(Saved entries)
☆ ☆ ☆

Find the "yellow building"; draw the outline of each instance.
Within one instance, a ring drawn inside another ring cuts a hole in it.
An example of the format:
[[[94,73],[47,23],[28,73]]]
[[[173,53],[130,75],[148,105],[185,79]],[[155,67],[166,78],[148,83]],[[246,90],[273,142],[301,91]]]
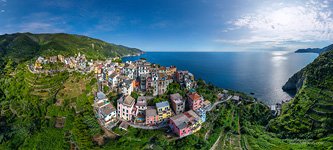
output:
[[[37,60],[35,61],[35,69],[42,69],[43,68],[43,66],[42,66],[43,62],[44,62],[44,58],[43,57],[38,57]]]
[[[58,60],[59,60],[60,62],[64,63],[64,62],[65,62],[65,57],[62,56],[62,55],[58,55]]]
[[[191,130],[192,133],[195,133],[201,129],[202,120],[197,113],[193,110],[187,111],[184,113],[189,120],[192,122]]]
[[[156,103],[159,121],[165,121],[171,117],[171,109],[168,101]]]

☆ ☆ ☆

EXERCISE GOAL. Omit every picture, and otherwise quote the entries exactly.

ANSWER TO THE PROBLEM.
Find the "yellow building"; draw the outline of each instance.
Within one instance, a ring drawn inside another ring cuts a hole in it.
An example of the format:
[[[94,73],[47,23],[28,73]]]
[[[173,53],[130,75],[148,105],[185,79]],[[155,67],[166,78],[148,83]],[[246,90],[273,142],[301,91]]]
output:
[[[37,60],[35,61],[35,69],[42,69],[43,68],[43,66],[42,66],[43,62],[44,62],[44,58],[43,57],[38,57]]]
[[[58,60],[59,60],[60,62],[64,63],[64,62],[65,62],[65,57],[62,56],[62,55],[58,55]]]
[[[191,130],[192,133],[195,133],[201,129],[202,120],[197,113],[193,110],[187,111],[184,113],[189,120],[192,122]]]
[[[156,103],[159,121],[165,121],[171,117],[171,109],[168,101]]]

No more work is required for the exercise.